• [Teks yang Diberikan]
········

BAB I
PENDAHULUAN
A.
Latarbelakang
Masalah
Islam
merupakan agama Rahmatan lil ‘alamin yang dianugrahkan kepada seluruh
umat manusia. Seiring dengan perkembangan zaman, dalam situasi dan kondisi yang
berubah-ubah tentu akan menimbulkan berbagai pertanyaan mengenai
permasalahan-permasalahan yang timbul di masyarakat, mulai dari masalah
pribadi, keluarga, ekonomi, hukum, dan lain-lain. Disinilah agama Islam
terbukti sebagai agama yang mampu menjawab segala permasalahan dan sesuai
dengan perkembangan zaman. Para ulama mengeluarkan fatwa-fatwa yang bertujuan
untuk menjawab permasalahan-permalahan tersebut, mewujudkan kemaslahatan dan
mencegah atau menolak berbagai kerusakan bagi umat manusia dengan menyesuaikan
pada tujuan syari’at atau disebut dengan maslahah mursalah.
Dalam
makalah ini pemakalah akan memaparkan mengenai maslahah mursalah yang akan
membuka wawasan kita mengenai kajian ushul fiqih.
B. Rumusan
Masalah
1.
Apa
pengertian maslahah mursalah?
2.
Apa saja
macam-macam maslahah mursalah?
3.
Apa saja
syarat-syarat maslahah mursalah?
4.
Bagaimana
kehujjahan maslahah mursalah?
BAB II
PEMBAHASAN
A. Pengertian
Maslahah Mursalah
Maslahah
mursalah menurut lughat terdiri dari dua kata, yaitu maslahah dan mursalah.

········

• [Tugas Tertulis 1]
Kembalikan bagian makalah tentang maslahah mursalah yang dimulai dengan "Latarbelakang" dan berlanjut hingga "dengan maslahah mursalah.", tanpa mengubah satu kata pun.
• [Tugas Tertulis 2]
Tulis ulang paragraf dalam makalah tentang maslahah mursalah yang diawali "Islam merupakan agama Rahmatan lil 'alamin" secara lebih singkat, dengan tetap memuat fakta-fakta pokoknya.
• [Tugas Tertulis 3]
Lanjutkan makalah tentang maslahah mursalah mulai dari kalimat sesudah kalimat terakhirnya.

[Entri dari kumpulan anotasi titik]
········

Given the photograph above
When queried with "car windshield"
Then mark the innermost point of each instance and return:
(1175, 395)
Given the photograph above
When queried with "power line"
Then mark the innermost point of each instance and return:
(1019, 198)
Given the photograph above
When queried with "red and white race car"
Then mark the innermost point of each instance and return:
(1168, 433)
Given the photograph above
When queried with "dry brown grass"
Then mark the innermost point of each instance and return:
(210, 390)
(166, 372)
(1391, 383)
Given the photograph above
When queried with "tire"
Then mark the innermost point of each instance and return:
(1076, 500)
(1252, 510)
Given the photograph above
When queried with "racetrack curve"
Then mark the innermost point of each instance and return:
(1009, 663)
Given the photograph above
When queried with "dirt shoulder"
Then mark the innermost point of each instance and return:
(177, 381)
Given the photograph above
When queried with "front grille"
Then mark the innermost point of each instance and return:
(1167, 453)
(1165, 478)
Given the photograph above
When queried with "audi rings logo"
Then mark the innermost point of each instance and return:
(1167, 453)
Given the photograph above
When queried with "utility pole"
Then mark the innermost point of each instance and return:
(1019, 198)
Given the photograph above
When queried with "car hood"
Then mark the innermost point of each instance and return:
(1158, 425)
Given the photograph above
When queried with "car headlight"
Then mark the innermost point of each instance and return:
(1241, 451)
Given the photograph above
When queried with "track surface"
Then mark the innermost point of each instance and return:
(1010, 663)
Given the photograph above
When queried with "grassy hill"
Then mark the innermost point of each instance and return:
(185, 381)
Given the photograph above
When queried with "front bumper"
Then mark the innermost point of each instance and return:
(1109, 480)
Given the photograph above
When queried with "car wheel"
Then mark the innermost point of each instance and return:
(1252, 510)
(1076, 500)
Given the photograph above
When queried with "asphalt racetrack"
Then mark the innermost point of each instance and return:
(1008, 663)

········

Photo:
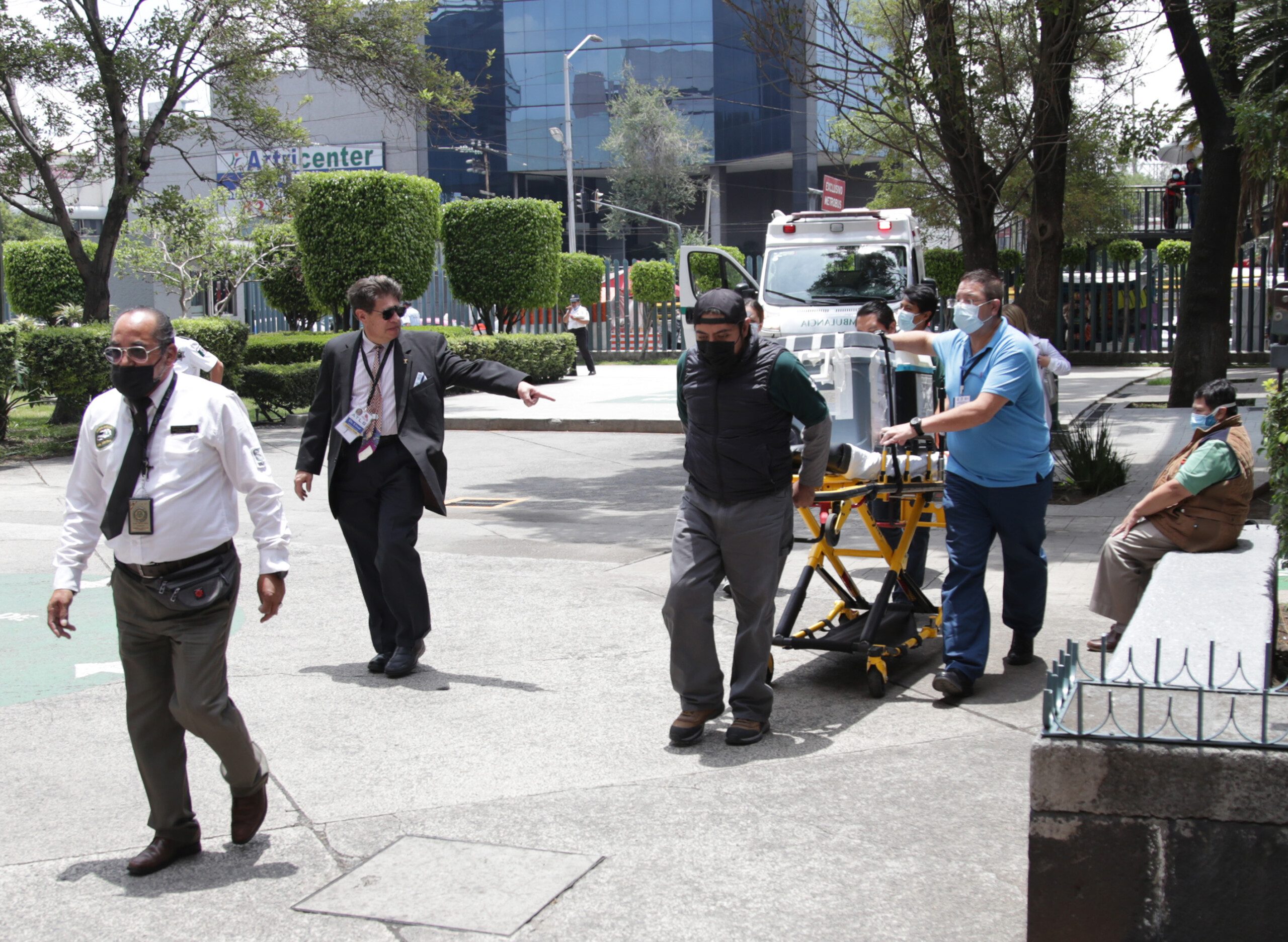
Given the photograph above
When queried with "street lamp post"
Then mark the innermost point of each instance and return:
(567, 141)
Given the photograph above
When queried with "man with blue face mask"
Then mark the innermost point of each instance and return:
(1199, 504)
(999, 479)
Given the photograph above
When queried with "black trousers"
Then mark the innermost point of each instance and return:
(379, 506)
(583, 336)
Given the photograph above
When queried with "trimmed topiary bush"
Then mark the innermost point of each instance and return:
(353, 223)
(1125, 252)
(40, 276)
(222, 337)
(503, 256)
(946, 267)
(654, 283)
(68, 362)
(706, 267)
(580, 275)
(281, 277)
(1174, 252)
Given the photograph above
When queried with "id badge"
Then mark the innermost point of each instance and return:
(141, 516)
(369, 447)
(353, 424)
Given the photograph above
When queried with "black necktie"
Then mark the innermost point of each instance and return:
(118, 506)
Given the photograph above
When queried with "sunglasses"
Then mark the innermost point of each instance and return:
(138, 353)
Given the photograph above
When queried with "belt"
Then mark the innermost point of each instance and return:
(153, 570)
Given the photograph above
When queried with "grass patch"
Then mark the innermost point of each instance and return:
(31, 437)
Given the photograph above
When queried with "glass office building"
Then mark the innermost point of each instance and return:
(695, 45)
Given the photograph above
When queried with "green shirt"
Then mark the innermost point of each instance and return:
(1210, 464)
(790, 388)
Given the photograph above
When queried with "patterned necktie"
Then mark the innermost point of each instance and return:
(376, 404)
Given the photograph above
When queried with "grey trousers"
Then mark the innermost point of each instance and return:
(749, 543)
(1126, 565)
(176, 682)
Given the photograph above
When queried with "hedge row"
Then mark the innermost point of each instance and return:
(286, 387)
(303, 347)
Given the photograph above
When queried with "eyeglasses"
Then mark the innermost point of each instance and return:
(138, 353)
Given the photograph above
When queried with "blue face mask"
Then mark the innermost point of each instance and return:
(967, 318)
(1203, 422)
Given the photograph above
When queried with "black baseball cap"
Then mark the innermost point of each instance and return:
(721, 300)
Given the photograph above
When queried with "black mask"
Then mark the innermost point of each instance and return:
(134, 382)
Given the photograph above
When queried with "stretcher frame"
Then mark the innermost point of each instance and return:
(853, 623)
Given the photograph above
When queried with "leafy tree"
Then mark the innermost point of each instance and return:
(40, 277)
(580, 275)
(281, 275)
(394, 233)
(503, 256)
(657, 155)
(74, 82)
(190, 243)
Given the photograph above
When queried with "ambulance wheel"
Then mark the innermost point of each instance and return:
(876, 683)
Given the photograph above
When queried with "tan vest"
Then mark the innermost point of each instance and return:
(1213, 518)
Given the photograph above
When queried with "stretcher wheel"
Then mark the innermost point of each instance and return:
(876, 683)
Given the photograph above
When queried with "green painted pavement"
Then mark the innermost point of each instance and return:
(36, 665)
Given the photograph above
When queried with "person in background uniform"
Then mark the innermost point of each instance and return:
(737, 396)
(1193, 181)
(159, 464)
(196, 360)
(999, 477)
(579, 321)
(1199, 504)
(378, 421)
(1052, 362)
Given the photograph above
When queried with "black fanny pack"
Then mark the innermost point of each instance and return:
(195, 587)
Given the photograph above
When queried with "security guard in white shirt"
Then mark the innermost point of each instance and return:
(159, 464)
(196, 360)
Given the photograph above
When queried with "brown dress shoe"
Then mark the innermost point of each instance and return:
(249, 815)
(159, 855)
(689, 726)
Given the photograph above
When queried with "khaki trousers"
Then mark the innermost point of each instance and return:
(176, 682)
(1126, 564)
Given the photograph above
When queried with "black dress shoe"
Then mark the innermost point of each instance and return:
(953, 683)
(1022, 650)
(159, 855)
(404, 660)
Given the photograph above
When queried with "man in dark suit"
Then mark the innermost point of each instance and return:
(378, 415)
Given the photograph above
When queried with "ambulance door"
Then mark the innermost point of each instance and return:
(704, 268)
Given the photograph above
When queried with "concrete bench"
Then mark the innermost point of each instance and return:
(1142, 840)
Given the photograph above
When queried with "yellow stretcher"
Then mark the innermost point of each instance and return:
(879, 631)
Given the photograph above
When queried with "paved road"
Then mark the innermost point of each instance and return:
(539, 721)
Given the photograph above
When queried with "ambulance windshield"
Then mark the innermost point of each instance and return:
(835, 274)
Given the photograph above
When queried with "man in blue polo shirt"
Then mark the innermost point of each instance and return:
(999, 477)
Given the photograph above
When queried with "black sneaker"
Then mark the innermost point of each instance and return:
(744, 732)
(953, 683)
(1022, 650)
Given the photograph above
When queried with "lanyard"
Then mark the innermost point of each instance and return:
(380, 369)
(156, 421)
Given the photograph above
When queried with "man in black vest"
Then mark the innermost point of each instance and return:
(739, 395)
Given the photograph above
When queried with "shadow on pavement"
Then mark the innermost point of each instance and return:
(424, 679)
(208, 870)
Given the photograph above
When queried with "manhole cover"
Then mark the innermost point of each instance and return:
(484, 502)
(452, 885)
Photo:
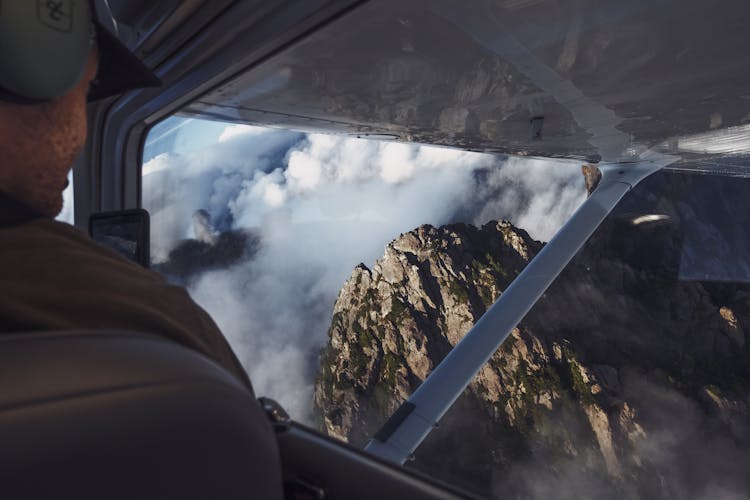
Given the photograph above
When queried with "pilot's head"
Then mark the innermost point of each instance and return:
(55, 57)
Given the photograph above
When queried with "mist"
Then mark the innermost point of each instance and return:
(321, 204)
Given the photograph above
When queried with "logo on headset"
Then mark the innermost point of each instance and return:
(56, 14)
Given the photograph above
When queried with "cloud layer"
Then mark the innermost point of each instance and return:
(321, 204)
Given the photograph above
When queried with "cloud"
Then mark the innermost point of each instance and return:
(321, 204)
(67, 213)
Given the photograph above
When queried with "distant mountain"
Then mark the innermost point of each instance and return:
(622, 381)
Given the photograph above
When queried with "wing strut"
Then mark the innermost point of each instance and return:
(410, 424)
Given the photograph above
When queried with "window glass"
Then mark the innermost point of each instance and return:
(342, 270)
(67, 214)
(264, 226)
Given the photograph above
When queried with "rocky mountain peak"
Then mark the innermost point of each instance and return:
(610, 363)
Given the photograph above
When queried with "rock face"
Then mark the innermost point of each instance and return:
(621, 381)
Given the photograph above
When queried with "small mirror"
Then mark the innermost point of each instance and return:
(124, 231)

········

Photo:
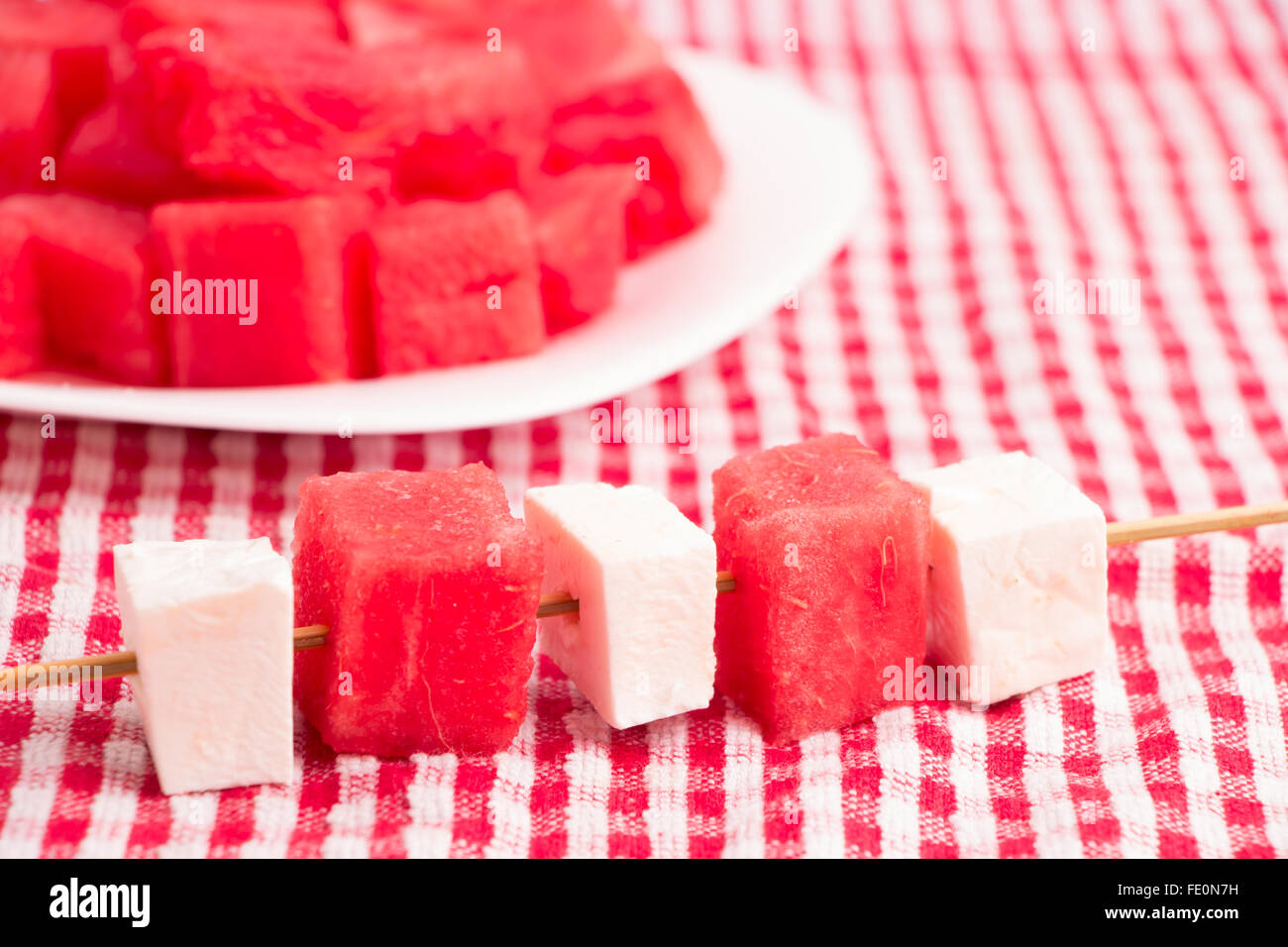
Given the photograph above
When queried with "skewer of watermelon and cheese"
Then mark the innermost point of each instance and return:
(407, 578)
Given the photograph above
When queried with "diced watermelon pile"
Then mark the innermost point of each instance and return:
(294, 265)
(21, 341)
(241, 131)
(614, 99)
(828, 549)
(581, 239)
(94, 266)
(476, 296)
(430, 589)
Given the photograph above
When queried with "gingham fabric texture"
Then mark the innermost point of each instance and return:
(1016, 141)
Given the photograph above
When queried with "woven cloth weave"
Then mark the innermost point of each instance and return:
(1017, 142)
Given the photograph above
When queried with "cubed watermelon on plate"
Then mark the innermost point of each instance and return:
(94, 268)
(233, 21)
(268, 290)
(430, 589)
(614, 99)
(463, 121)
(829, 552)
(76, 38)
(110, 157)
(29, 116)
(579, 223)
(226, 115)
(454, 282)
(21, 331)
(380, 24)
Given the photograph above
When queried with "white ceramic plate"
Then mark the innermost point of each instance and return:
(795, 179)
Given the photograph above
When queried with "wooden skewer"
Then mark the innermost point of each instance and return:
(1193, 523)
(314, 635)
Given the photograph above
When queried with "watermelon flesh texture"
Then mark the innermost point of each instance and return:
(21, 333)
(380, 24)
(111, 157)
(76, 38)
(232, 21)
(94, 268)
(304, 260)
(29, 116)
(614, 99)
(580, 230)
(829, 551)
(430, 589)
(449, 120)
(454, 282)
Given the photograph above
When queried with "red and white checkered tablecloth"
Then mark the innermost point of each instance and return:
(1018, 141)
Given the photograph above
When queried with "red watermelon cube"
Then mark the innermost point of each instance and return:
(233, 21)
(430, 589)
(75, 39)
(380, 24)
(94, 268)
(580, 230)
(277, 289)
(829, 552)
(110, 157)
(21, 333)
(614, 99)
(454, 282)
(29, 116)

········

• [Jawaban Tugas 1]
Latarbelakang
Masalah
Islam
merupakan agama Rahmatan lil ‘alamin yang dianugrahkan kepada seluruh
umat manusia. Seiring dengan perkembangan zaman, dalam situasi dan kondisi yang
berubah-ubah tentu akan menimbulkan berbagai pertanyaan mengenai
permasalahan-permasalahan yang timbul di masyarakat, mulai dari masalah
pribadi, keluarga, ekonomi, hukum, dan lain-lain. Disinilah agama Islam
terbukti sebagai agama yang mampu menjawab segala permasalahan dan sesuai
dengan perkembangan zaman. Para ulama mengeluarkan fatwa-fatwa yang bertujuan
untuk menjawab permasalahan-permalahan tersebut, mewujudkan kemaslahatan dan
mencegah atau menolak berbagai kerusakan bagi umat manusia dengan menyesuaikan
pada tujuan syari’at atau disebut dengan maslahah mursalah.

• [Jawaban Tugas 2]
Islam adalah agama rahmatan lil 'alamin bagi seluruh umat manusia. Perubahan zaman memunculkan berbagai pertanyaan tentang masalah di masyarakat, mulai dari masalah pribadi, keluarga, ekonomi, hingga hukum. Islam terbukti mampu menjawab semua masalah itu sesuai perkembangan zaman. Para ulama mengeluarkan fatwa untuk menjawabnya, mewujudkan kemaslahatan, dan mencegah kerusakan sesuai tujuan syariat, yang disebut maslahah mursalah.

• [Jawaban Tugas 3]
Kata
maslahah berasal dari kata kerja bahasa arab يَصْلُحُ – صَلَحَ menjadi صُلْحاً atau مَصْلَحَةً yang
berarti sesuatu yang mendatangkan kebaikan. Sedangkan kata mursalah
berasal dari kata kerja yang ditasrifkan sehingga menjadi isim maf’ul,
yaitu: مُرْسِلٌ – اِرْساَلاً – يُرْسِلُ – اَرْسَلَ menjadi مُرْسَلٌ yang
berarti diutus, dikirim atau dipakai (dipergunakan). Perpaduan dua kata menjadi
maslahah mursalah yang berarti prinsip kemaslahatan (kebaikan) yang
dipergunakan menetapkan suatu hukum Islam. Juga dapat berarti, suatu perbuatan
yang mengandung nilai baik (bermanfaat).[1][1]
Menurut
Muhammad Hasbi As-Siddiqi, maslahah ialah:
اَلْمُحَافَظَةُ
عَلَى مَقْصُوْدِ الشَّارِعِ بِدَفْعِ الْمَفَاسِدِ عَنِ الْخَلْقِ.
Artinya:
“Memelihara tujuan syara’ dengan jalan
menolak segala sesuatu yang merusakkan makhluk.” (lihat: Hasbi As-Siddiqi, Pengantar
Hukum Islam, Juz I, halaman 236)
Menurut
Imam Ar-Razi maslahah adalah sebagai berikut:
بِاَنَّهَا
عِبَارَةٌ عَنِ الْمَنْفَعَةِ الَّتِيْ قَصَدَهاَ الشَّارِعُ الْحَكِيْمُ
لِعِبَادِهِ فِى حِفْظِ دِيْنِهِمْ وَنُفُوْسِهِمْ وَعُقُوْلِهِمْ وَنَسْلِهِمْ
وَاَمْوَالِهِمْ.
Artinya:
“Maslahah adalah perbuatan yang
bermanfaat yang telah diperintahkan oleh musyarri’ (Allah) kepada hambaNya
tentang pemeliharaan agamanya, jiwanya, akalnya, keturunannya, dan harta
bendanya.”(Lihat: Al Mahsul oleh Ar-Razi, juz II, halaman 434).
Sedangkan
menurut Imam Al-Ghazali:
اَمَّا
الْمَصْلَحَةُ فَهِيَ عِبَارَةٌ فِى الْاَصْلِ عَنْ جَلْبِ مَنْفَعَةٍ اَوْ دَفْعِ
مَضَرَّةٍ.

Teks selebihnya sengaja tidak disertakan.